[掲載本文]:
^^^^
「科学読物」の類型化 4
 
フィクション
  「自然を感じる本」、「予想を楽しむ本」とその現状   
                               
.V「フィクション」の本
 
  一般に「科学読み物」と称されている本の中から「フィクション」という分野の本を区別した。
「科学読み物の中にフィクション?」と奇異に感じられるかも知れないが、科学認識の初期の
段階から言ってもごく大切な本とも言える。本稿での「フィクション」には、〈自然を感じる本〉
〈予想を楽しむ本〉と、〈動物物語、探検物語、推理小説、マンガ〉などを含めている。
 幼児や低学年児対象の本の中にこの〈予想を楽しむ本〉の本がある。一概に幼児、低学
年児向けの科学絵本をすべてここに入れているわけではないが、簡潔な問いと答えの応
答形式の本はかなりこの分野に入るのではないかと思う。今回は、その他「自然を感じる
本」についても述べてみたい。
 
 本稿が科学読み物の中で「フィクション」と位置づけているものは、あくまでも創作の内容
でありながら自然界の姿を感じ取らせている本である。特に、科学入門期にある子どもには、
自然や社会の個別的な知識よりも、自然界の不思議さや美しさを十分に感じ取らせたい。
そうした願いを込めて書かれた本を「自然を感じる本」としている。
 マリー・ホール・エッツ原作の『わたしとあそんで』は、動物の本性を感じ取らせる本と言え
る。一人の女の子が動物と仲良しになろうとしていくら近づこうとしても、動物は逃げる一方
である。途方に暮れて静かにじっとしていると、やがて、相手の方から近づいてくる…という
話になっている。動物は自然なつきあい方をしていることが読みとれる。もちろん、この本の
主題はもっと広く人間の本性について述べているのかも知れないが、何かしら動物の本性を
感じ取らせていると言える。
 マリヤ・テルリコフスカ作の『しずくのぼうけん』は、水の中の「しずく」をあえて擬人化し水は
さまざまな場所に移りうることを見せている。時には、岩の中で堅い岩をくだいたり、川を流れ
たり、水道管に吸い込まれて蛇口から出てきたり、洗濯物から空気中に飛び出したりと、いろ
んな旅を続けながら、自然界における水の循環をイメージづけている。また、これは、水分子
のイメージとも重なる。
 遠山啓監修の『どっちがたくさん』は、共に数学の基礎となる数の認識の目のつけどころを
描いている。子どもの日常的な場面で数を意識させる場面を描きながら、数量を意識させて
いく。同じ遠山啓の『0から10まで』では、ものの数を半抽象的なタイルや数字と対比させる
ことによって、数を意識するように描かれている。
 エリック・カール作の『はらぺこあおむし』は、絵本評のなかでは最高の評価を得ている本で
ある。青虫がどんどん葉っぱを食べてついに美しいチョウに変身するという奇想天外な話で、
子どもたちにも人気が高い。これは、見方を変えれば、幼虫から蛹、成虫へのチョウの変態を
イメージさせているとも言える。虫の目から見れば、幼虫の時期(子どもの時期)はどんどん栄
養をとる時期だということを予感させているとも言える。
^^^^
[記述問題 1]: 科学読み物についての本文を「遠山啓監修の『どっちがたくさ」から「養をとる時期だということを予感させているとも言える。」まで(そこも含めて)もう一度書き、その中の「青虫」を「いもむし」に入れ替えてください。
本文とデータセットの行は、中身の上でおたがいに何の関係もありません。
^^^^
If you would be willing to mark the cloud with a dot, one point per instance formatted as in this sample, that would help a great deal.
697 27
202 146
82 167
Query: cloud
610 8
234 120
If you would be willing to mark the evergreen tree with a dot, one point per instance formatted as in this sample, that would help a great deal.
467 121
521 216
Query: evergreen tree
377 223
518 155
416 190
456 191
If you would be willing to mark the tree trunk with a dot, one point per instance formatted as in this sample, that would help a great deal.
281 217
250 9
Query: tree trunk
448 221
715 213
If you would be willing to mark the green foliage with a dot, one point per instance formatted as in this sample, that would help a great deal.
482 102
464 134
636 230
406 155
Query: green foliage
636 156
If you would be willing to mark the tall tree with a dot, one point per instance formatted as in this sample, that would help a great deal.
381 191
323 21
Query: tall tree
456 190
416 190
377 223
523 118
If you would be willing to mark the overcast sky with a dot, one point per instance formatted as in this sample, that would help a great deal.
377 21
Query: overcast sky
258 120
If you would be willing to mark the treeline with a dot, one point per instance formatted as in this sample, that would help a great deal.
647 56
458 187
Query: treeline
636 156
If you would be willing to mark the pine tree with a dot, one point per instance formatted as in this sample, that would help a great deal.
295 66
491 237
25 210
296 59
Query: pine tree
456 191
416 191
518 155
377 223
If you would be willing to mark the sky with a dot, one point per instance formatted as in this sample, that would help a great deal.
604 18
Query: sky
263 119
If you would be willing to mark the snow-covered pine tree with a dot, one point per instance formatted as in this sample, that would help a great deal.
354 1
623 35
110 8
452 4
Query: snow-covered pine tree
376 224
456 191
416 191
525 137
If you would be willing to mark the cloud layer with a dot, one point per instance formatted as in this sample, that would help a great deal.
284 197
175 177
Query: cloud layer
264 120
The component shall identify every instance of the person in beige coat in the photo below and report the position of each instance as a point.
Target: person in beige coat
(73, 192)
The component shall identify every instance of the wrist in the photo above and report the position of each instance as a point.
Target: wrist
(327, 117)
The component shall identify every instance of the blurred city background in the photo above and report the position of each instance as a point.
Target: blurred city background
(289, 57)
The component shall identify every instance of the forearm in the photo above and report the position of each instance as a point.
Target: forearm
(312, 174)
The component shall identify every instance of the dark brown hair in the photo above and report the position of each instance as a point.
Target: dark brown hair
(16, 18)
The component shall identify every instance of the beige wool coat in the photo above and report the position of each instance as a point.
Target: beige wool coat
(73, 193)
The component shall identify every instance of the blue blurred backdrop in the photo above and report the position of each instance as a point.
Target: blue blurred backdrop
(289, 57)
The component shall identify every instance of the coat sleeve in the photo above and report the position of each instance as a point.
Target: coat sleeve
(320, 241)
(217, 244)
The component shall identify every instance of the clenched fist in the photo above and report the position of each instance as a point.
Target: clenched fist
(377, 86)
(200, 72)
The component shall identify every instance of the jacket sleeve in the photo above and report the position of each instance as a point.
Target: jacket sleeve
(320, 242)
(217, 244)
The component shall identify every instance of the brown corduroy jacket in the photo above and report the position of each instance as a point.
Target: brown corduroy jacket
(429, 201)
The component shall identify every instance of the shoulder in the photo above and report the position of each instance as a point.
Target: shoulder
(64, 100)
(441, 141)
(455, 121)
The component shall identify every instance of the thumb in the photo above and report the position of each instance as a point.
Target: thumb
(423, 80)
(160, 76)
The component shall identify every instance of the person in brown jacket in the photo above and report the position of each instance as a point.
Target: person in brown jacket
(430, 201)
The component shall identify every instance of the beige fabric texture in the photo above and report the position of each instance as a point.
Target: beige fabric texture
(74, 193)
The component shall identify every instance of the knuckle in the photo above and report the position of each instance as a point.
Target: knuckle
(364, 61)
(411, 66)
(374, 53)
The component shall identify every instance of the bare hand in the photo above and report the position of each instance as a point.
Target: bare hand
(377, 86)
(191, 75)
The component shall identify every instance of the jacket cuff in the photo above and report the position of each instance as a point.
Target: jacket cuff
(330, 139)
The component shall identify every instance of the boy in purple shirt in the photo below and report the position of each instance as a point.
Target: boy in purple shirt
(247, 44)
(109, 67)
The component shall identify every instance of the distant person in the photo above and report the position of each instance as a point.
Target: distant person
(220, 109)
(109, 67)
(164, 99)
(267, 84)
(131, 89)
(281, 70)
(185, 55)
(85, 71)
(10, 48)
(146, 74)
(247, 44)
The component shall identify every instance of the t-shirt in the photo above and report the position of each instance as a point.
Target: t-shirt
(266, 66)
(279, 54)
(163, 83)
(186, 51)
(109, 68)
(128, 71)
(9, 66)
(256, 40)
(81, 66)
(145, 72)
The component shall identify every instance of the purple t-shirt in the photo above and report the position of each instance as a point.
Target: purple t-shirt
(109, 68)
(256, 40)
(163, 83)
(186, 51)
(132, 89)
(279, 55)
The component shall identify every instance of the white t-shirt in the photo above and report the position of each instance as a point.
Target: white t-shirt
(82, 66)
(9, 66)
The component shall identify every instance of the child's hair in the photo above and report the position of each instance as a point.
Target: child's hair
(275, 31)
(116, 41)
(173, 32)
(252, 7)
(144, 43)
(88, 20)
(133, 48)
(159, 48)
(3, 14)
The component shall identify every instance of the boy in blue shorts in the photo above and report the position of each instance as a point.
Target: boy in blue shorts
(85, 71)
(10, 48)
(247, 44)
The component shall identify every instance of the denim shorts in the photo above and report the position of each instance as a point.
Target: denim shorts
^^^^
[記述問題 2]: データセットの行のうち、「The component shall identify every instance of the boy in blue」を含む行から最後の行まで(どちらも含む)を、空いた行を抜いて番号付きのリストの形に書き直してください。

[完全な解答 1]:
遠山啓監修の『どっちがたくさん』は、共に数学の基礎となる数の認識の目のつけどころを
描いている。子どもの日常的な場面で数を意識させる場面を描きながら、数量を意識させて
いく。同じ遠山啓の『0から10まで』では、ものの数を半抽象的なタイルや数字と対比させる
ことによって、数を意識するように描かれている。
 エリック・カール作の『はらぺこあおむし』は、絵本評のなかでは最高の評価を得ている本で
ある。いもむしがどんどん葉っぱを食べてついに美しいチョウに変身するという奇想天外な話で、
子どもたちにも人気が高い。これは、見方を変えれば、幼虫から蛹、成虫へのチョウの変態を
イメージさせているとも言える。虫の目から見れば、幼虫の時期(子どもの時期)はどんどん栄
養をとる時期だということを予感させているとも言える。

[完全な解答 2]:
1. The component shall identify every instance of the boy in blue shorts in the photo above and report the position of each instance as a point.
2. Target: boy in blue shorts
3. (85, 71)
4. (10, 48)
5. (247, 44)
6. The component shall identify every instance of the denim shorts in the photo above and report the position of each instance as a point.
7. Target: denim shorts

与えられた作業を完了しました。